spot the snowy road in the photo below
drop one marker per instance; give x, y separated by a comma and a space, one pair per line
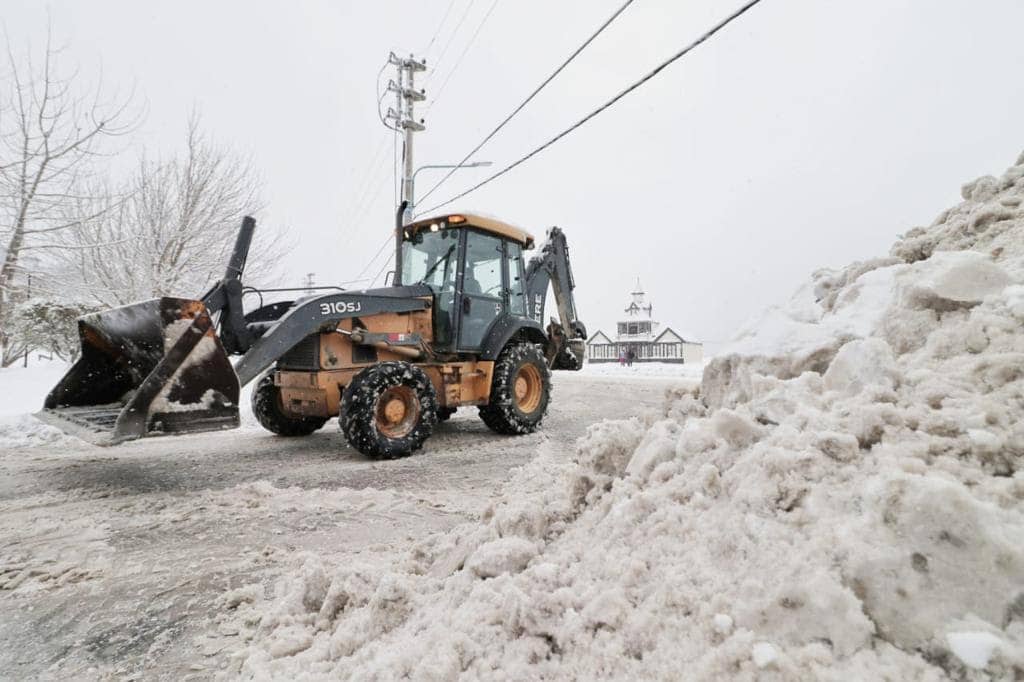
114, 562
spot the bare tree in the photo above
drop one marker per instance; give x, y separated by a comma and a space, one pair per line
51, 130
171, 230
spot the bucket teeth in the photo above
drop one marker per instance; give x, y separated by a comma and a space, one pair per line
146, 369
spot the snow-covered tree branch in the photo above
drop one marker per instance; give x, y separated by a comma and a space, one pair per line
52, 129
172, 231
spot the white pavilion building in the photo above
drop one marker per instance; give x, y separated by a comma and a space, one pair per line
638, 332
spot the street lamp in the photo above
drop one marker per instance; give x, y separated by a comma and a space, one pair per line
408, 215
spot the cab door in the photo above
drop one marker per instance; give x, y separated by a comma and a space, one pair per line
482, 289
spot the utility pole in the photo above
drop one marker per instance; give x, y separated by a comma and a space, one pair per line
403, 118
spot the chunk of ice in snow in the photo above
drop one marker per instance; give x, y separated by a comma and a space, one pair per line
973, 648
722, 623
861, 364
764, 654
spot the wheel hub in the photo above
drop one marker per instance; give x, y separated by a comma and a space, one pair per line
397, 412
527, 388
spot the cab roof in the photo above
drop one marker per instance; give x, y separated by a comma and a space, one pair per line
481, 222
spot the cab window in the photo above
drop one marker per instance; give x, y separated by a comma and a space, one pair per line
517, 295
483, 265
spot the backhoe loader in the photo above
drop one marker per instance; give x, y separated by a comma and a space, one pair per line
459, 326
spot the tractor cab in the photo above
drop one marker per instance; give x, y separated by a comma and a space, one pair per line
474, 265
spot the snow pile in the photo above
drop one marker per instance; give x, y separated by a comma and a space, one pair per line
841, 500
27, 431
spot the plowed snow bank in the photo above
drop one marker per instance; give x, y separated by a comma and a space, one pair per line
843, 500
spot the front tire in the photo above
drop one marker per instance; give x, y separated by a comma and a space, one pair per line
270, 414
520, 390
388, 410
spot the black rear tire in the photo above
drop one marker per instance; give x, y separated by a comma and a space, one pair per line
520, 390
388, 410
269, 413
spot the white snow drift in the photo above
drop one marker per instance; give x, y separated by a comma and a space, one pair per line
842, 500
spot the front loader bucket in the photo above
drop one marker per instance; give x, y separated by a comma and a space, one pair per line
146, 369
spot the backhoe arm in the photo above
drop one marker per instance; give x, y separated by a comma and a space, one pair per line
566, 335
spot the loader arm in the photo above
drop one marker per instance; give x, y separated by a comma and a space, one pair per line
225, 296
551, 267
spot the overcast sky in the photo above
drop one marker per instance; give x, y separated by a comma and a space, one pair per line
808, 133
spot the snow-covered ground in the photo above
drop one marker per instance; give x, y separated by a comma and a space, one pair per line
23, 390
842, 499
136, 561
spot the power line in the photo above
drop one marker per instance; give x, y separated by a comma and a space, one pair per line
451, 39
439, 27
531, 95
381, 271
463, 55
718, 27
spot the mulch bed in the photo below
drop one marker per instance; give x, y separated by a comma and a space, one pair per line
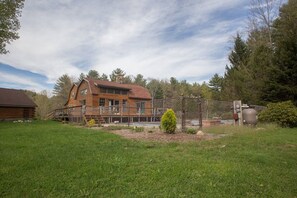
164, 137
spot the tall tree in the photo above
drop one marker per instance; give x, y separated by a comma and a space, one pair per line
139, 80
10, 11
44, 105
81, 77
282, 84
261, 17
93, 74
237, 76
215, 84
104, 77
61, 89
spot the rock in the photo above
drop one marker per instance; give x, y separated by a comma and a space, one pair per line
200, 133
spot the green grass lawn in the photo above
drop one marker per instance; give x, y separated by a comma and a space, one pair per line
49, 159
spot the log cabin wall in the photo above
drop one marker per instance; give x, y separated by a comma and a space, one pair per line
109, 98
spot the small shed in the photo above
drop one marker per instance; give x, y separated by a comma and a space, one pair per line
15, 105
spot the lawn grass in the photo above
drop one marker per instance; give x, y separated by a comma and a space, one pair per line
50, 159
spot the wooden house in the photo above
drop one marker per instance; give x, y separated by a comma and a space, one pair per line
15, 105
109, 99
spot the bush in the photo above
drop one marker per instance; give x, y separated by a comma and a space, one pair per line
168, 121
91, 123
138, 129
282, 113
191, 131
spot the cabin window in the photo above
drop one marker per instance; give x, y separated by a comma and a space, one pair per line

◆ ◆ ◆ ◆ ◆ ◆ ◆

Task to carry out: Repeat each record exactly, with the pictures left out.

Task response:
spot the snowy road in the photo below
drop one marker per instance; give x, y separated by a comma and a space, one pair per line
114, 562
spot the bare tree in the photo above
drop one marker per instance; give x, y separated by a comma and a space, one pair per line
51, 130
171, 230
spot the bucket teeth in the photo above
drop one marker per instance; give x, y separated by a comma and a space, one pair per line
146, 369
spot the snow-covered tree branch in the photo above
drop one marker per instance; give x, y separated by a comma and a space, one pair per line
52, 129
172, 231
spot the white pavilion building in the photo above
drop one marker per instance; give x, y separated by a comma and a space, one pair per line
638, 332
spot the street lamp in the photo above
drop one marker per instance; give x, y separated by a comma and a space, one pair per line
408, 215
spot the cab door in the photo above
drop one marker per instance; give x, y separated by a comma and a space, one pair per line
482, 289
spot the utility pole in the photo above
drop one marker per instance; give x, y separated by a comma and a space, one pair per line
403, 118
spot the chunk of ice in snow in the photo above
drop one marker per instance; give x, y separated by a comma and a space, one pair per line
973, 648
722, 623
861, 364
764, 654
spot the wheel hub in the photo above
drop one marker per instance; give x, y separated by a comma and a space, one pair per line
397, 412
527, 388
spot the cab roof in the photo above
drop one marker per instance; give x, y separated by a comma and a space, one pair per line
481, 222
spot the cab window in the photo above
drop one marker per instance; give x, y separated by a comma and a space, one pair per line
517, 295
483, 265
spot the backhoe loader in the photo above
drop one marker per instance; give x, y separated by a comma and a space, one pair per line
459, 326
spot the tractor cab in the photo above
drop one marker per instance; give x, y separated by a comma and a space, one pair per line
474, 265
spot the snow pile in the photo above
drop one marker per instance; give x, y separated by a comma and a space, one pair per line
841, 500
27, 431
spot the plowed snow bank in the photo above
drop one marker per instance; give x, y separated by a comma and a space, one pair per line
843, 500
spot the front tire in the photo above
drop one marker per instance; give x, y separated by a comma and a space, one pair per line
270, 414
520, 390
388, 410
spot the black rear tire in the photo above
drop one marker per instance; give x, y separated by a comma and a space, one pair per line
520, 390
388, 410
269, 413
spot the white snow drift in the photo above
drop one marker per instance; give x, y separated by a comma and a space, one pair per line
842, 500
spot the front loader bucket in the photo above
drop one marker per instance; give x, y separated by a comma and a space, one pair per line
146, 369
spot the backhoe arm in the photo above
drop one marker per instance; give x, y separated by a comma and a space, one pair per line
566, 335
spot the loader arm in the photo above
drop one marker per instance; give x, y separated by a comma and a space, one pair per line
225, 296
551, 267
spot the overcast sky in the photo above
drop one marker per instance; give x, y separated by a comma and a space, one pair per line
808, 133
spot the snow-covered ground in the photo above
drop one marker per instance; give x, y separated by a comma and a space, one pair per line
23, 390
842, 499
136, 561
spot the power line in the photo above
drop one marker per instance; give x, y separated by a comma and a space, one pair per line
451, 39
439, 27
531, 95
381, 271
463, 55
718, 27
spot the mulch bed in the photo below
drop one marker per instance; give x, y separated by a comma and a space, one pair per line
164, 137
spot the tall tree in the photo above
drop one marker per instance; give x, y separated by a comma and a space, one pair per line
139, 80
10, 11
44, 105
81, 77
282, 84
261, 17
93, 74
237, 76
215, 84
104, 77
61, 89
spot the rock in the photo above
drop one marker per instance; give x, y separated by a comma and a space, one pair per line
200, 133
spot the green grass lawn in the photo above
drop one marker per instance; give x, y separated by a comma and a space, one pair per line
49, 159
spot the log cabin wall in the photo above
drop one marker per instance; give x, y separated by a comma and a space, one pair per line
109, 98
spot the small shed in the photo above
drop one marker per instance; give x, y separated by a comma and a space, one pair per line
15, 105
spot the lawn grass in the photo above
drop one marker per instance; give x, y separated by a comma and a space, one pair per line
50, 159
spot the wooden house in the photo above
drop one marker per instance; give x, y separated by a comma and a space, one pair per line
15, 105
109, 99
spot the bush in the photo above
drop one marker per instance; give x, y separated by a comma and a space, one pair per line
168, 121
91, 123
138, 129
282, 113
191, 131
spot the cabin window in the photo above
drop one marker per instance; give x, y separated by a comma and a space, one pair per line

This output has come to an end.